**Requirement:** Repeat verbatim each line from the line with "locate web anchor" to the end of the entries. Pictures do not belong in the copy.

**Task input:**
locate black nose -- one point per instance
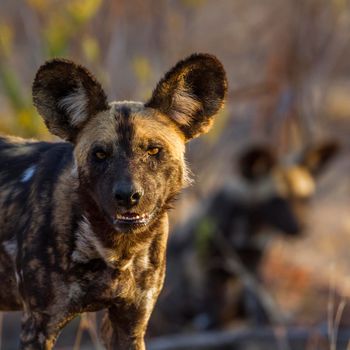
(127, 194)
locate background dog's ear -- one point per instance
(256, 162)
(191, 93)
(316, 158)
(66, 95)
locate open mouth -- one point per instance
(132, 219)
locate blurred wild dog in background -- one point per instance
(214, 259)
(83, 223)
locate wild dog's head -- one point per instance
(129, 155)
(280, 192)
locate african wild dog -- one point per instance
(235, 224)
(84, 222)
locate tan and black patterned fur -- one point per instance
(70, 240)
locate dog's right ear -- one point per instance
(256, 162)
(66, 95)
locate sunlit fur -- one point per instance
(84, 233)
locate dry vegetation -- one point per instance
(289, 74)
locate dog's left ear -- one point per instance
(67, 95)
(315, 158)
(191, 93)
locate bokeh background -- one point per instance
(288, 67)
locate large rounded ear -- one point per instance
(191, 93)
(316, 157)
(256, 162)
(66, 95)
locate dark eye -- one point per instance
(152, 151)
(101, 155)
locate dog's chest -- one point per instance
(94, 285)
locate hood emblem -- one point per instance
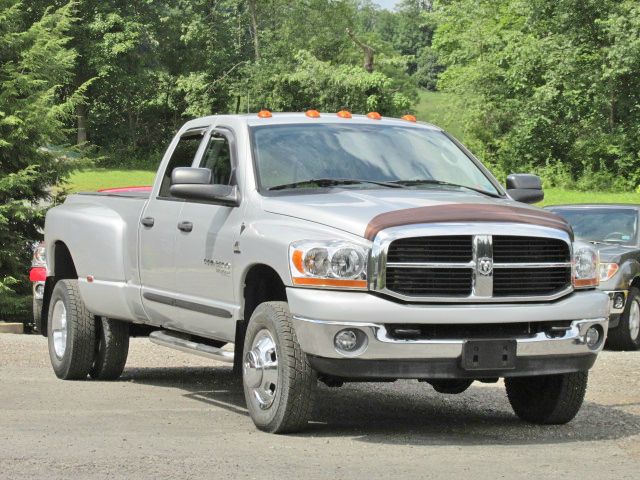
(485, 265)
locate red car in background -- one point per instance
(38, 272)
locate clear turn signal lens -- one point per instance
(586, 266)
(608, 270)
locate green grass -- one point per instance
(441, 109)
(98, 178)
(554, 196)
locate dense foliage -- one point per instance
(552, 86)
(35, 65)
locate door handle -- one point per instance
(147, 221)
(185, 226)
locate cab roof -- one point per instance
(252, 119)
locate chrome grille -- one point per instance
(479, 267)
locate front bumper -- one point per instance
(319, 315)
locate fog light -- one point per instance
(346, 340)
(350, 341)
(592, 338)
(618, 301)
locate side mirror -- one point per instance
(525, 188)
(195, 184)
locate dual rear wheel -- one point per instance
(81, 344)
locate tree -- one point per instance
(35, 63)
(548, 84)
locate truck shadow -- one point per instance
(405, 412)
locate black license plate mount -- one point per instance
(489, 354)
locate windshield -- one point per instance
(609, 225)
(286, 154)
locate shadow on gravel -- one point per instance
(405, 412)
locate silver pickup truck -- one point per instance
(330, 247)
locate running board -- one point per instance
(171, 340)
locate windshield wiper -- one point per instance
(428, 181)
(332, 182)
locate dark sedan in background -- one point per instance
(614, 230)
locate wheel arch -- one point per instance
(261, 283)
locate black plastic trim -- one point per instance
(195, 307)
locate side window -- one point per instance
(182, 156)
(217, 157)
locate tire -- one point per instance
(547, 399)
(112, 349)
(626, 336)
(279, 399)
(71, 332)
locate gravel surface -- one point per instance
(173, 415)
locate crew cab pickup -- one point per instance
(333, 248)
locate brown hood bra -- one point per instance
(465, 212)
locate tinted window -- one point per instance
(217, 158)
(182, 156)
(602, 224)
(291, 153)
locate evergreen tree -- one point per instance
(35, 66)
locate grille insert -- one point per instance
(516, 282)
(429, 282)
(509, 249)
(417, 267)
(458, 248)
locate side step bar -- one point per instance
(174, 340)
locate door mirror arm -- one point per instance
(195, 184)
(525, 188)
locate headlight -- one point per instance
(586, 265)
(608, 270)
(328, 264)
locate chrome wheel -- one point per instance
(59, 328)
(634, 320)
(260, 369)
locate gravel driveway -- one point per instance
(173, 415)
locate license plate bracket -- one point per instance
(489, 354)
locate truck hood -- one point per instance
(614, 253)
(354, 210)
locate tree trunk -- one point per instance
(366, 50)
(254, 28)
(81, 114)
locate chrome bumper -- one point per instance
(320, 314)
(316, 338)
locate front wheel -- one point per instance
(547, 399)
(278, 381)
(112, 349)
(626, 336)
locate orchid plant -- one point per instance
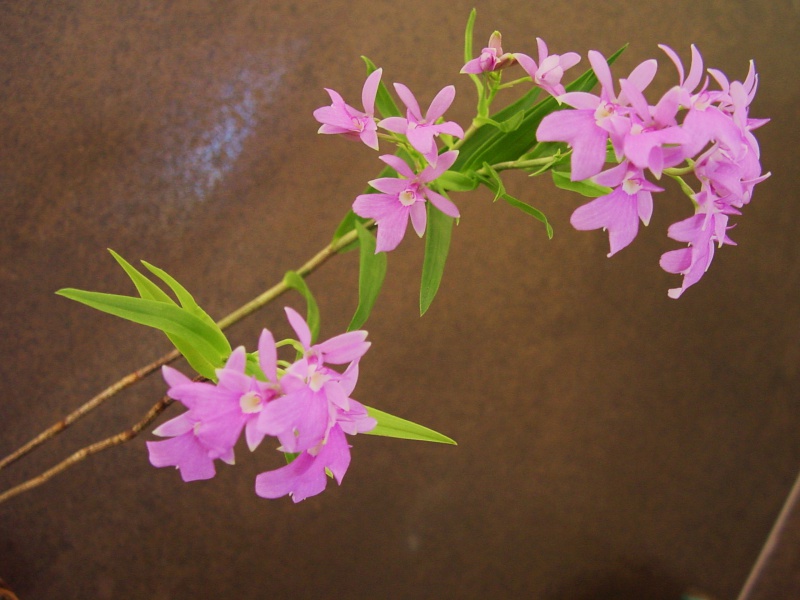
(612, 148)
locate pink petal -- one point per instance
(237, 360)
(643, 74)
(398, 164)
(600, 67)
(419, 217)
(268, 355)
(527, 64)
(616, 212)
(409, 100)
(300, 479)
(184, 452)
(300, 327)
(394, 124)
(443, 204)
(177, 426)
(441, 103)
(370, 90)
(344, 348)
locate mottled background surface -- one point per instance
(613, 443)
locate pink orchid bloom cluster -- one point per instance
(547, 74)
(491, 58)
(400, 199)
(306, 406)
(709, 130)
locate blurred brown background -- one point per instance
(613, 443)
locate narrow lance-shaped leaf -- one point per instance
(145, 287)
(347, 224)
(294, 281)
(150, 291)
(383, 100)
(188, 302)
(494, 146)
(166, 317)
(371, 273)
(437, 245)
(587, 188)
(391, 426)
(458, 182)
(494, 183)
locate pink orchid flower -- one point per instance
(341, 118)
(548, 73)
(421, 130)
(491, 58)
(401, 199)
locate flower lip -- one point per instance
(251, 402)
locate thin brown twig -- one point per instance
(234, 317)
(84, 453)
(57, 428)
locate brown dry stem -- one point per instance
(237, 315)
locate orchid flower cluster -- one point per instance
(707, 129)
(306, 406)
(694, 128)
(691, 129)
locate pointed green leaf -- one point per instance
(468, 35)
(348, 223)
(168, 318)
(371, 273)
(494, 146)
(509, 124)
(384, 102)
(150, 291)
(188, 302)
(294, 281)
(586, 188)
(145, 287)
(437, 245)
(391, 426)
(459, 182)
(494, 183)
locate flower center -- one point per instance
(250, 403)
(358, 123)
(407, 197)
(631, 186)
(316, 378)
(605, 110)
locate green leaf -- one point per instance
(437, 244)
(384, 102)
(391, 426)
(493, 146)
(168, 318)
(459, 182)
(348, 223)
(294, 281)
(150, 291)
(187, 301)
(494, 183)
(371, 273)
(145, 287)
(586, 188)
(509, 124)
(468, 35)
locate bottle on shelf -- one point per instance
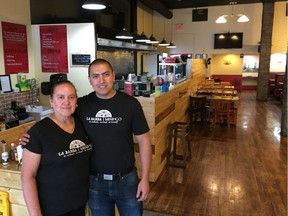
(4, 155)
(12, 152)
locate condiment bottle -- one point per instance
(12, 152)
(4, 155)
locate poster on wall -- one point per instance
(15, 48)
(53, 43)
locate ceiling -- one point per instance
(165, 7)
(178, 4)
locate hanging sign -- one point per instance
(15, 48)
(54, 54)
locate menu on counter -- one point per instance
(15, 48)
(54, 54)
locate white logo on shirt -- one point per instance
(104, 117)
(75, 147)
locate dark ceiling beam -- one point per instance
(159, 7)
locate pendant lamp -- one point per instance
(163, 42)
(124, 34)
(152, 40)
(171, 44)
(143, 37)
(94, 5)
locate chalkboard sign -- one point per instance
(81, 59)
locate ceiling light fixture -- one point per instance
(152, 40)
(171, 44)
(94, 5)
(124, 34)
(143, 37)
(242, 18)
(164, 42)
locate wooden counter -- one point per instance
(160, 111)
(10, 179)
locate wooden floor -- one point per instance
(237, 171)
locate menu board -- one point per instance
(54, 54)
(81, 59)
(15, 48)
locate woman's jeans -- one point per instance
(104, 194)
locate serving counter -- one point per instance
(161, 110)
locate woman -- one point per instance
(55, 169)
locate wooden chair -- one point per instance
(196, 109)
(222, 112)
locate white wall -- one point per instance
(198, 37)
(18, 12)
(81, 40)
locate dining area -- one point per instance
(214, 103)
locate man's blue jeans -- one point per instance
(104, 194)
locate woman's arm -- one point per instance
(30, 164)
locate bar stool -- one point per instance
(179, 135)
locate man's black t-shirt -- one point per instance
(110, 124)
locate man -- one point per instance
(110, 119)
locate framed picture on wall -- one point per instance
(5, 83)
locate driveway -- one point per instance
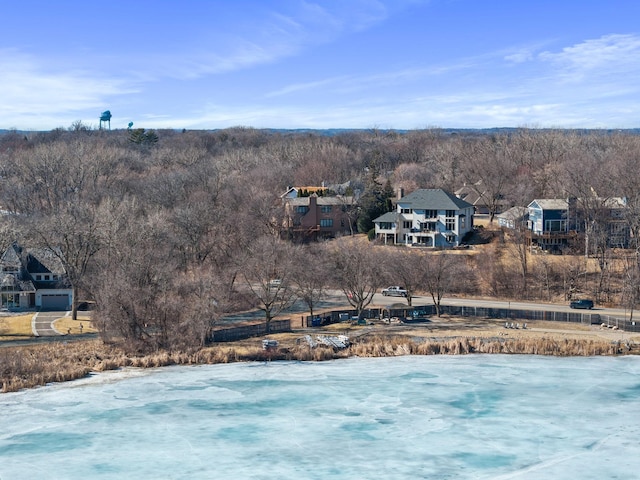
(42, 323)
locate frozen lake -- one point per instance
(435, 417)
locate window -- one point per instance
(326, 222)
(429, 226)
(450, 224)
(555, 226)
(450, 220)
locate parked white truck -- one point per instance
(394, 292)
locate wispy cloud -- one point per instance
(27, 89)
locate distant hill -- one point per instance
(447, 131)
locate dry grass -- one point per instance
(16, 326)
(67, 325)
(26, 367)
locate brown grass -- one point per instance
(39, 364)
(16, 326)
(68, 325)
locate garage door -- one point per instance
(55, 302)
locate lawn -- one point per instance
(16, 326)
(67, 325)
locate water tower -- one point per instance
(105, 117)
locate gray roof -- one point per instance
(434, 199)
(514, 213)
(338, 200)
(389, 217)
(551, 203)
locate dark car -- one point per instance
(586, 304)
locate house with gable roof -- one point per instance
(557, 223)
(313, 217)
(33, 278)
(428, 218)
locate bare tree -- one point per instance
(267, 273)
(401, 266)
(440, 271)
(310, 275)
(357, 271)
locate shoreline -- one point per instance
(28, 366)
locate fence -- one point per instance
(417, 314)
(248, 331)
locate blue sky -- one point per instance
(401, 64)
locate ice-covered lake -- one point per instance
(435, 417)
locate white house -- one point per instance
(426, 217)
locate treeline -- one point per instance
(169, 230)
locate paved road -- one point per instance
(42, 323)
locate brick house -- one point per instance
(428, 218)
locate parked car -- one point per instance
(584, 303)
(394, 292)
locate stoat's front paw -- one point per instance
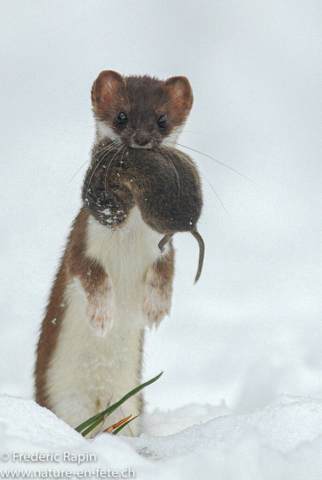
(156, 303)
(100, 309)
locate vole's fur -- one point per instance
(113, 277)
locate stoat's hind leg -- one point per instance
(157, 289)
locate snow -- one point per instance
(283, 440)
(240, 397)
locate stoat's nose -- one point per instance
(141, 139)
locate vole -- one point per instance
(116, 273)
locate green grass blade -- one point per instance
(98, 418)
(92, 426)
(118, 429)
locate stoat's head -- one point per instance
(140, 111)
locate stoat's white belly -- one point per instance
(88, 371)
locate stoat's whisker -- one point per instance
(79, 169)
(220, 163)
(210, 184)
(116, 153)
(175, 170)
(108, 148)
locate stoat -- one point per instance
(113, 278)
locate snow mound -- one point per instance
(279, 442)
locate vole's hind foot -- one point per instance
(157, 290)
(100, 308)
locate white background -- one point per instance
(251, 328)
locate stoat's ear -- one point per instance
(108, 86)
(181, 95)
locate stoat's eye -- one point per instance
(162, 121)
(121, 118)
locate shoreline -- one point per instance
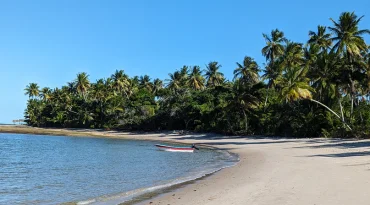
(270, 171)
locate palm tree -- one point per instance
(293, 55)
(347, 36)
(120, 80)
(196, 80)
(32, 90)
(295, 87)
(248, 72)
(157, 86)
(320, 38)
(184, 71)
(213, 76)
(274, 47)
(45, 94)
(244, 99)
(349, 44)
(174, 83)
(144, 82)
(82, 83)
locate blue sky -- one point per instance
(49, 42)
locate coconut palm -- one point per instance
(45, 94)
(120, 80)
(347, 36)
(32, 90)
(274, 45)
(175, 81)
(196, 80)
(157, 86)
(248, 72)
(82, 84)
(293, 55)
(320, 38)
(213, 76)
(349, 44)
(144, 82)
(184, 71)
(295, 87)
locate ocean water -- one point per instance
(43, 169)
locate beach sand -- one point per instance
(270, 171)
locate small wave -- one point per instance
(229, 160)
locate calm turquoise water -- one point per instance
(56, 169)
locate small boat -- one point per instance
(175, 149)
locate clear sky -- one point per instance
(49, 42)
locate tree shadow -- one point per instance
(343, 155)
(342, 144)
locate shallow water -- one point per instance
(57, 169)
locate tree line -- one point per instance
(317, 88)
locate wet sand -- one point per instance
(270, 171)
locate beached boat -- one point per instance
(175, 149)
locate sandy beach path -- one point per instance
(270, 171)
(281, 171)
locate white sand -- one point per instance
(282, 171)
(272, 171)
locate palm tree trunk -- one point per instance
(267, 95)
(246, 120)
(331, 112)
(341, 109)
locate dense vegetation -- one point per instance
(320, 88)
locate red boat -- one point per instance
(175, 149)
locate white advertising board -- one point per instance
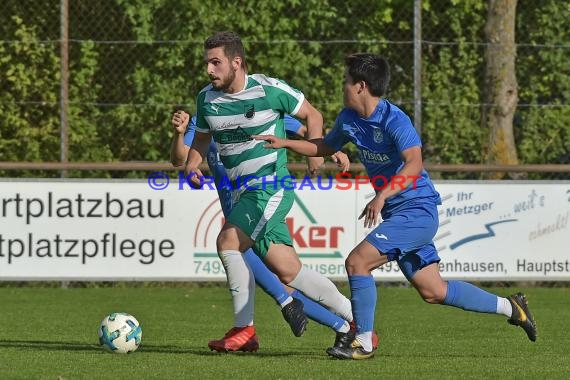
(125, 230)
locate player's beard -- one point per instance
(226, 82)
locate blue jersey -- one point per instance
(292, 126)
(380, 140)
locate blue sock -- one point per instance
(265, 278)
(469, 297)
(363, 298)
(317, 312)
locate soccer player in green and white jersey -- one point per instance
(230, 109)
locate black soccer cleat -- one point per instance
(522, 316)
(352, 352)
(294, 314)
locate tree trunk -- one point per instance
(501, 95)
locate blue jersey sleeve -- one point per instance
(336, 138)
(403, 133)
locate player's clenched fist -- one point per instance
(180, 121)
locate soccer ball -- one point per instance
(120, 333)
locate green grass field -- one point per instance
(51, 333)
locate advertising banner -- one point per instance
(163, 230)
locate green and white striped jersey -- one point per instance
(256, 110)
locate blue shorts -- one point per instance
(406, 235)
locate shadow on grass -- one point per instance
(47, 345)
(198, 351)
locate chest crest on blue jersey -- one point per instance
(377, 136)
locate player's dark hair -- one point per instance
(231, 42)
(370, 68)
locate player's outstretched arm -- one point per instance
(179, 150)
(196, 155)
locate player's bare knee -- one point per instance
(433, 296)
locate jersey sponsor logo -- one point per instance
(377, 136)
(232, 136)
(249, 111)
(370, 156)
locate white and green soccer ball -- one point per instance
(120, 333)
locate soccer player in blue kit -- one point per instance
(390, 150)
(242, 337)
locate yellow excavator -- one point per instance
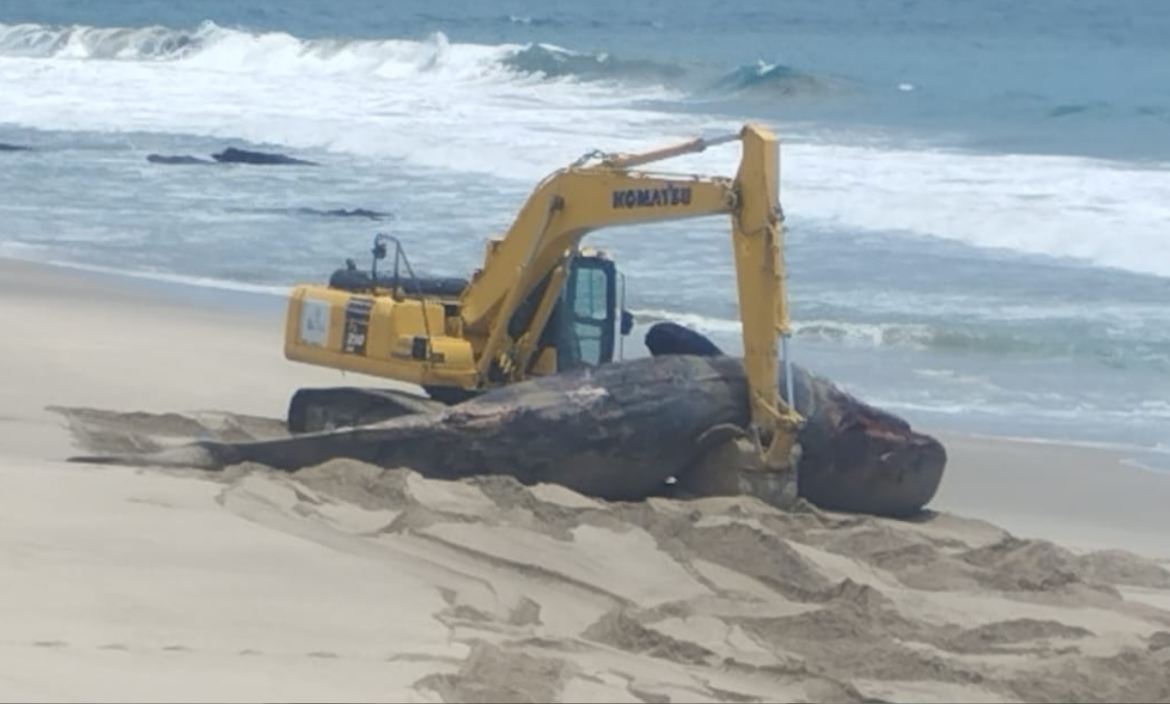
(542, 303)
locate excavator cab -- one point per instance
(589, 317)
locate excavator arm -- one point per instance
(583, 198)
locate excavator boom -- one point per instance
(490, 332)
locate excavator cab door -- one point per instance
(587, 316)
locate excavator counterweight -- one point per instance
(541, 303)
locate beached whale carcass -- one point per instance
(620, 432)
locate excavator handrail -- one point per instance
(576, 200)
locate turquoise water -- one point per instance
(977, 193)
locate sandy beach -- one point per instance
(1041, 577)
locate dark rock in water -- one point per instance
(181, 159)
(236, 156)
(854, 457)
(670, 338)
(345, 213)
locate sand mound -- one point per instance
(561, 596)
(551, 595)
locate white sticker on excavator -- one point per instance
(314, 322)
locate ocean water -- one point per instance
(977, 194)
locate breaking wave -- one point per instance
(555, 62)
(1103, 346)
(221, 48)
(773, 80)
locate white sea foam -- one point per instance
(459, 107)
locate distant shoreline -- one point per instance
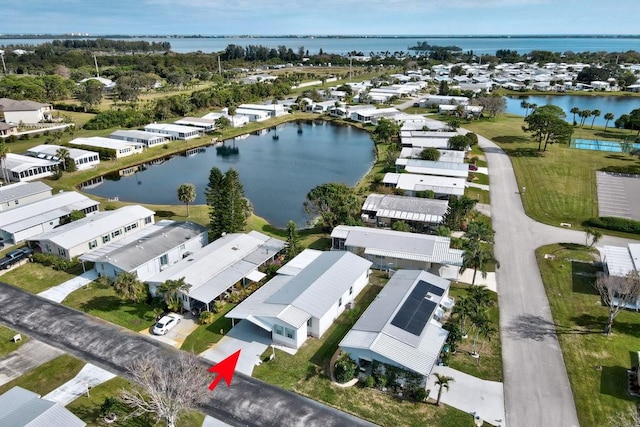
(326, 36)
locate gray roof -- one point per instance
(221, 264)
(374, 331)
(93, 226)
(52, 208)
(149, 243)
(406, 208)
(23, 408)
(399, 244)
(310, 293)
(11, 192)
(139, 135)
(7, 104)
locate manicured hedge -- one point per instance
(616, 224)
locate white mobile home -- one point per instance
(149, 139)
(27, 168)
(22, 193)
(83, 159)
(175, 131)
(390, 250)
(216, 268)
(207, 125)
(400, 327)
(412, 184)
(29, 220)
(116, 147)
(150, 250)
(307, 303)
(90, 233)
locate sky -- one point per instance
(321, 17)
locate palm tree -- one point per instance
(171, 291)
(3, 156)
(187, 194)
(442, 381)
(594, 114)
(583, 116)
(574, 111)
(129, 288)
(608, 117)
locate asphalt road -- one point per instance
(536, 385)
(248, 402)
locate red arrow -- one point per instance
(225, 369)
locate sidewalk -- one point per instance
(60, 292)
(88, 377)
(471, 395)
(28, 356)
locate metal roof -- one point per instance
(375, 332)
(19, 163)
(149, 243)
(406, 208)
(310, 293)
(221, 264)
(23, 408)
(51, 150)
(139, 135)
(19, 190)
(453, 156)
(399, 244)
(42, 211)
(94, 226)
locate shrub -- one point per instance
(55, 262)
(206, 317)
(345, 368)
(616, 224)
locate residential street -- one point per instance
(536, 385)
(248, 402)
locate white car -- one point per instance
(166, 323)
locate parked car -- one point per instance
(166, 323)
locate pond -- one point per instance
(277, 168)
(618, 105)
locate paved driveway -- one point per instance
(471, 395)
(248, 402)
(245, 336)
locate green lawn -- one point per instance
(102, 301)
(6, 343)
(35, 278)
(597, 364)
(202, 338)
(88, 408)
(306, 374)
(48, 376)
(561, 184)
(489, 366)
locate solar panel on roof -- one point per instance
(417, 310)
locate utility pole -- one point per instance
(95, 61)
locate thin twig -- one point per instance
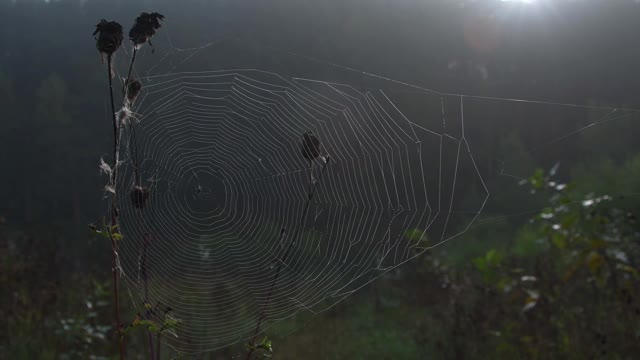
(263, 313)
(114, 210)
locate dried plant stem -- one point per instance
(134, 155)
(303, 216)
(114, 210)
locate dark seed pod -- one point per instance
(145, 27)
(109, 36)
(310, 146)
(139, 196)
(133, 89)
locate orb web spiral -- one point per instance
(239, 227)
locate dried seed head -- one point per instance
(145, 27)
(109, 36)
(139, 196)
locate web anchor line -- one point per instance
(287, 252)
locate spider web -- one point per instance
(241, 232)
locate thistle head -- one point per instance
(145, 27)
(108, 35)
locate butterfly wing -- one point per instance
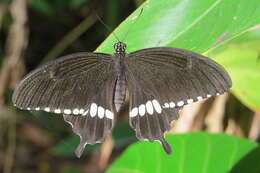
(78, 84)
(162, 80)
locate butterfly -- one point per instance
(89, 90)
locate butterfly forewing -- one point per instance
(65, 84)
(162, 80)
(80, 86)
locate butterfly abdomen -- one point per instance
(120, 91)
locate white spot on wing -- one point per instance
(57, 111)
(190, 101)
(149, 107)
(199, 98)
(67, 111)
(142, 110)
(81, 111)
(85, 113)
(166, 105)
(172, 105)
(75, 111)
(47, 109)
(101, 112)
(93, 109)
(180, 103)
(157, 106)
(109, 114)
(134, 112)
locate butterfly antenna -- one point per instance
(130, 28)
(107, 27)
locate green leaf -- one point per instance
(123, 135)
(194, 25)
(240, 57)
(194, 152)
(42, 6)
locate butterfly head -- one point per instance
(120, 47)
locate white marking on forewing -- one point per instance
(134, 112)
(190, 101)
(180, 103)
(166, 105)
(149, 107)
(199, 98)
(109, 114)
(67, 111)
(57, 111)
(93, 109)
(101, 112)
(81, 111)
(157, 106)
(142, 110)
(172, 105)
(75, 111)
(47, 109)
(85, 113)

**Task response:**
locate web anchor line -- one point per instance
(287, 252)
locate spider web -- one point per instance
(241, 232)
locate thistle head -- one point per instance
(145, 27)
(108, 35)
locate butterfly wing -- one point per instance
(78, 84)
(162, 80)
locate butterfly -- one point per instance
(89, 90)
locate butterfly forewing -- one point per instance
(65, 84)
(162, 80)
(80, 86)
locate butterfly abdomen -- one point per instance
(120, 91)
locate white spot on wing -- one point per instance
(57, 111)
(190, 101)
(149, 107)
(199, 98)
(67, 111)
(142, 110)
(81, 111)
(85, 113)
(166, 105)
(172, 105)
(75, 111)
(47, 109)
(101, 112)
(93, 109)
(180, 103)
(157, 106)
(109, 114)
(134, 112)
locate butterfly antenna -- one point per instance
(130, 28)
(107, 27)
locate green leaf -- one point per instance
(123, 135)
(194, 25)
(240, 57)
(194, 152)
(42, 6)
locate butterfly head -- one point per instance
(120, 47)
locate white marking on forewing -- one point per instance
(134, 112)
(190, 101)
(180, 103)
(166, 105)
(149, 107)
(199, 98)
(109, 114)
(67, 111)
(57, 111)
(93, 109)
(101, 112)
(81, 111)
(157, 106)
(142, 110)
(172, 105)
(75, 111)
(47, 109)
(85, 113)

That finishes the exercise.